> _Work order_:
Each line of the material should be retyped without alteration.

> _Stored data_:

---

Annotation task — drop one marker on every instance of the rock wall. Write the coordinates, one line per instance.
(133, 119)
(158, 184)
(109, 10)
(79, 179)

---

> _Task solution_:
Annotation task — drop one marker on every instance of the rock wall. Write the coordinates, one line per instance.
(133, 119)
(158, 184)
(109, 10)
(79, 179)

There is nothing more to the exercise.